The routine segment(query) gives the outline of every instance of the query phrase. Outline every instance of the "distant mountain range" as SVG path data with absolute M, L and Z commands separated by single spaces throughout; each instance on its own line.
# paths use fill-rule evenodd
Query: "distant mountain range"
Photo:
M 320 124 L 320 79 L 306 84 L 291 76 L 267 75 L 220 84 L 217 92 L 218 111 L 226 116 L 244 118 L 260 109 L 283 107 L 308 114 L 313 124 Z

────

Your task is to return each line of the data above that contains the string "mountain".

The routine segment(query) gives the outline of every instance of the query phrase. Outline every instance of the "distant mountain range" as SVG path data with absolute M, L and Z commands separated by single spaces throughout; each instance on its own line.
Query: "distant mountain range"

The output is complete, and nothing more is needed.